▸ TASK BRIEF: Please give back word for word the lines of the material below between the line containing "each like (181,874)." and the line containing "each like (1176,277).", inclusive.

▸ PROVIDED RECORDS:
_ _ _

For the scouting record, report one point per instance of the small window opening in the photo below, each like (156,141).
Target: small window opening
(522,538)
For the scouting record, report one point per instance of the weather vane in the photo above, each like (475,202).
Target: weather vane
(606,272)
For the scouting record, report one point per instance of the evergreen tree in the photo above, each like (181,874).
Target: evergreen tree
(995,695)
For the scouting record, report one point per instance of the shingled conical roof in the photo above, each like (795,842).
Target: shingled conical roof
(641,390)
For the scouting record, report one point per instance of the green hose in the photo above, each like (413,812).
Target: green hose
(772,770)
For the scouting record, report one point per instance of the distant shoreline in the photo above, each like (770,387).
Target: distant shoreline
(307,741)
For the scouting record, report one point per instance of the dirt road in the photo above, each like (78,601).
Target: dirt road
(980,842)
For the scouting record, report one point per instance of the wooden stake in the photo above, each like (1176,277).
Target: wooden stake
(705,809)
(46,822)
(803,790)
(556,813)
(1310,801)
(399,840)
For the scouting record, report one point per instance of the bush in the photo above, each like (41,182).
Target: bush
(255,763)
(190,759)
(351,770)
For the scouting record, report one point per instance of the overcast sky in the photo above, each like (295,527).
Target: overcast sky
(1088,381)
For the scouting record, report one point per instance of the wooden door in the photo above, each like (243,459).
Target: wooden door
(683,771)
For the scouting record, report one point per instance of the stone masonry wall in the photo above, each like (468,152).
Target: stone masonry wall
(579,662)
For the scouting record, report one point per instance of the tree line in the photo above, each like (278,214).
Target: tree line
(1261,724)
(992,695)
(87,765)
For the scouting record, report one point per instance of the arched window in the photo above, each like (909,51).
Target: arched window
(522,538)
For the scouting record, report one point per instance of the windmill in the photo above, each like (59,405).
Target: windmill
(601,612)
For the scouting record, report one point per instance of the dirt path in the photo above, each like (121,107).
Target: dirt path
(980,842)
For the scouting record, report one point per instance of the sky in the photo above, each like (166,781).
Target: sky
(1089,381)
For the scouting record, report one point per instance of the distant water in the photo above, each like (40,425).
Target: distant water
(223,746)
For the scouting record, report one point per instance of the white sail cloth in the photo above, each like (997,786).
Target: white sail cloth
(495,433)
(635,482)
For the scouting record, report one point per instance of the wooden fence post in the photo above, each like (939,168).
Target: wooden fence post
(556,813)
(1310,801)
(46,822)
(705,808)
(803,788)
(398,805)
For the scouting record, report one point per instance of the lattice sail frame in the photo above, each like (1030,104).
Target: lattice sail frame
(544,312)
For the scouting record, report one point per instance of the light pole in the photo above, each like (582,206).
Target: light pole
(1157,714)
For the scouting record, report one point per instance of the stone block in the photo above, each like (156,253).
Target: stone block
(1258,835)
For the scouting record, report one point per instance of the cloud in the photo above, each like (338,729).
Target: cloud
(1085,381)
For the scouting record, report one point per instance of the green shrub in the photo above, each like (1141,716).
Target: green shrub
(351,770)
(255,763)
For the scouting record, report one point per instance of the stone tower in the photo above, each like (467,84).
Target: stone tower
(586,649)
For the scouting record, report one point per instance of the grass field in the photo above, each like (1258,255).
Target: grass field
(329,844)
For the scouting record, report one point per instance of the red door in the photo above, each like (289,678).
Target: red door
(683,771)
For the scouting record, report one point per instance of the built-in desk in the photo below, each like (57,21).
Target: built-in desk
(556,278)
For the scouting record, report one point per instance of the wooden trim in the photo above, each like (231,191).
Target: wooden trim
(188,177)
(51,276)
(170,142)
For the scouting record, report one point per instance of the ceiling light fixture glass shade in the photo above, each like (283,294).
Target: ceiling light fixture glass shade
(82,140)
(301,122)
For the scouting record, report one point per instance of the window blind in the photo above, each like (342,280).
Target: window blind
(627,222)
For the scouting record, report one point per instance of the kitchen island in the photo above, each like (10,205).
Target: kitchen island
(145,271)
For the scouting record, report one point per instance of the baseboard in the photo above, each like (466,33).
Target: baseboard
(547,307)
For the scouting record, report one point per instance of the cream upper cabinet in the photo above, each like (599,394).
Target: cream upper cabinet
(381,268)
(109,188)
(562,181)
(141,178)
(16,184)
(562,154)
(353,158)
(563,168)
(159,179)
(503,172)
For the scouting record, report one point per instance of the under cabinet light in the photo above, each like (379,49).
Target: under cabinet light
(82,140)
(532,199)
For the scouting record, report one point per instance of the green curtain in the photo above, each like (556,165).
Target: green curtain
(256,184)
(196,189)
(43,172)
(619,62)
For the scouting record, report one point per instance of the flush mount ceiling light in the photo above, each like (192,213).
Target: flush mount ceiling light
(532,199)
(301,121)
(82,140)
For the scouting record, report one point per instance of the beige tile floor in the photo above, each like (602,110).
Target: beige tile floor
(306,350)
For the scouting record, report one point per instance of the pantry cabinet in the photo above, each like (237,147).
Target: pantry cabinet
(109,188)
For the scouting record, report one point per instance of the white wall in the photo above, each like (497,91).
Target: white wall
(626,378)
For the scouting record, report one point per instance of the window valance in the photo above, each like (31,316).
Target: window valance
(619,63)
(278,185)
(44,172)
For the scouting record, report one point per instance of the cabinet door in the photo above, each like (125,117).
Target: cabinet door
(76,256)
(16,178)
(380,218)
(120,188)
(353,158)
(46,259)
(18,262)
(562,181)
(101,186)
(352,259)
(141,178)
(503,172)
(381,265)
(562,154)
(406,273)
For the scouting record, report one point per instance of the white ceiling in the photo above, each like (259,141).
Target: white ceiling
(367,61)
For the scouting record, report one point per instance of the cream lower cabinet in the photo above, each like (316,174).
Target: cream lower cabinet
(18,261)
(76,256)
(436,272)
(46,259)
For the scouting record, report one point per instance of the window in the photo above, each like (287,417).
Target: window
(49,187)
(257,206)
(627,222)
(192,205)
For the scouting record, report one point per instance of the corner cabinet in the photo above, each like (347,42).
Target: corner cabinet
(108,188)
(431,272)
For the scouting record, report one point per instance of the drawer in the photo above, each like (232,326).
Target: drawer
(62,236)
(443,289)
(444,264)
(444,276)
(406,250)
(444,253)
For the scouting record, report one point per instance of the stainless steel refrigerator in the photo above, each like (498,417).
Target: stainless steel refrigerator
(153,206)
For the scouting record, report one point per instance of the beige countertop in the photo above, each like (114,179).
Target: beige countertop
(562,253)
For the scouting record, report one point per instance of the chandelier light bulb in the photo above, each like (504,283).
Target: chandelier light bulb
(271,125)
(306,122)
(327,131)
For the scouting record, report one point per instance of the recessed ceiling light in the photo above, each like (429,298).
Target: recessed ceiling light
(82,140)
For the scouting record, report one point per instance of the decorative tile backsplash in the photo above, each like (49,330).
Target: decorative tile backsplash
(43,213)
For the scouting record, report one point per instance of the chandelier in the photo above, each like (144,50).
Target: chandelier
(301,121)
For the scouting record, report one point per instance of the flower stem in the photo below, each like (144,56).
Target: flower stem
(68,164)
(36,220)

_ _ _

▸ WRITTEN ANSWER:
For the scouting record, report one point per instance of the evergreen tree in the photo above, each like (181,874).
Target: evergreen tree
(995,695)
For the scouting record, report one point per instance of the shingled conical roof in the photo above, each like (795,842).
Target: shingled conical roof
(641,390)
For the scouting record, report one point per instance of the green hose in the photo above, each like (413,812).
Target: green hose
(772,770)
For the scouting record, report one point per instance of the distant shoreline in the photo above, each like (770,387).
Target: distant shoreline
(307,741)
For the scouting record, report one point per instance of the dirt road in the photo above, each like (78,601).
Target: dirt road
(980,842)
For the scouting record, report one point per instance of the wooden stake in the photo above, each like (1176,277).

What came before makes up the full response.